* Entries provided
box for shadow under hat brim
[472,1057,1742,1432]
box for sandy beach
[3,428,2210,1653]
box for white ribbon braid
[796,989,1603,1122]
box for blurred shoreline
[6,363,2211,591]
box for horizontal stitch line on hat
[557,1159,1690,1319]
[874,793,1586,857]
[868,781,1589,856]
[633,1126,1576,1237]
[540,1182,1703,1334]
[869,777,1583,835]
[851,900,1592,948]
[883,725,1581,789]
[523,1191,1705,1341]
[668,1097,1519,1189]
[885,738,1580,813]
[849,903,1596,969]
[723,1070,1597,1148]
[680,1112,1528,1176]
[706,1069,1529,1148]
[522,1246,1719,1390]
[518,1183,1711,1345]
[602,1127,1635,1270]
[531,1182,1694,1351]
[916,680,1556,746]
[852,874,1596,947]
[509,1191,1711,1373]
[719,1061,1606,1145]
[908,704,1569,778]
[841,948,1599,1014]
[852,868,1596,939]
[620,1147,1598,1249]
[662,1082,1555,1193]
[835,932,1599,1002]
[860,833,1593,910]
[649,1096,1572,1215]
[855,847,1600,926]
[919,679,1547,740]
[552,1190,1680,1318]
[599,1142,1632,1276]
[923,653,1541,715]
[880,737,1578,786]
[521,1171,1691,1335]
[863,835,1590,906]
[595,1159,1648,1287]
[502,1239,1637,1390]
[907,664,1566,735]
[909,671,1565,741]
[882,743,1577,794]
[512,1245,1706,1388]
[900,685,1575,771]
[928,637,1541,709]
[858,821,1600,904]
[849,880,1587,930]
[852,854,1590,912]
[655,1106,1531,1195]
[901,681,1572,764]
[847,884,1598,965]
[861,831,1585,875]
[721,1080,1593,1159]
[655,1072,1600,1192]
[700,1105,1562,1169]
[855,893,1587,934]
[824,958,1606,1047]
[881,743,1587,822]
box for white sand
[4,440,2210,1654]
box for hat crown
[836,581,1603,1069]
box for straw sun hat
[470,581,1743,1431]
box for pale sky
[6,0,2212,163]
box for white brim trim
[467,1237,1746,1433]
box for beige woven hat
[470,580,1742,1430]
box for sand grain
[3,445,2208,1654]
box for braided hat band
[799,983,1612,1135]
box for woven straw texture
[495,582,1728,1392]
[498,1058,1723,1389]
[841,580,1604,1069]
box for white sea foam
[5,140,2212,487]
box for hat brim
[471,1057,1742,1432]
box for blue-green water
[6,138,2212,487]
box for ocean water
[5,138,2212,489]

* What is required
Type out the records again exactly, line for line.

* Finished exercise
box for shadow under hat brim
[472,1057,1742,1432]
box for sandy beach
[3,428,2210,1653]
box for white ribbon braid
[796,989,1603,1122]
box for blurred shoreline
[6,363,2211,591]
box for horizontal stitch line on hat
[557,1159,1690,1319]
[874,793,1586,857]
[868,781,1589,856]
[633,1126,1576,1237]
[540,1182,1703,1334]
[869,777,1583,835]
[851,900,1592,948]
[883,725,1581,789]
[523,1191,1705,1341]
[668,1097,1519,1189]
[885,738,1580,813]
[849,903,1596,969]
[723,1070,1597,1148]
[680,1112,1528,1176]
[706,1069,1529,1148]
[522,1246,1719,1390]
[518,1183,1711,1345]
[602,1127,1635,1270]
[531,1182,1694,1351]
[916,680,1556,746]
[852,874,1596,947]
[509,1191,1711,1373]
[719,1061,1606,1145]
[908,704,1569,778]
[841,948,1599,1014]
[852,868,1596,939]
[620,1147,1598,1249]
[662,1082,1555,1193]
[835,932,1599,1002]
[860,833,1593,910]
[649,1096,1572,1215]
[855,847,1600,926]
[919,679,1547,740]
[552,1190,1680,1318]
[599,1142,1632,1276]
[923,653,1541,715]
[880,737,1578,786]
[521,1171,1691,1335]
[863,835,1590,906]
[595,1159,1648,1287]
[502,1239,1637,1390]
[907,664,1566,735]
[909,671,1565,741]
[882,743,1577,794]
[512,1245,1706,1388]
[900,685,1575,771]
[928,637,1541,709]
[858,821,1600,904]
[849,880,1587,930]
[852,854,1590,912]
[655,1106,1531,1195]
[901,681,1572,764]
[847,884,1598,965]
[861,831,1585,875]
[721,1080,1593,1159]
[655,1072,1600,1192]
[700,1105,1562,1169]
[855,893,1587,934]
[824,958,1606,1047]
[881,743,1587,822]
box for white sand
[4,440,2210,1654]
box for hat crown
[836,581,1603,1069]
box for straw sun hat
[470,581,1743,1431]
box for pale sky
[6,0,2212,163]
box for white brim trim
[467,1237,1746,1433]
box for beige woven hat
[470,580,1742,1430]
box for sand grain
[3,445,2208,1654]
box for braided hat band
[799,983,1612,1135]
box for woven straw texture
[495,582,1728,1392]
[498,1058,1723,1389]
[841,580,1604,1069]
box for white sea foam
[5,140,2212,487]
box for hat brim
[471,1057,1742,1432]
box for blue-green water
[6,138,2212,487]
box for ocean water
[5,138,2212,489]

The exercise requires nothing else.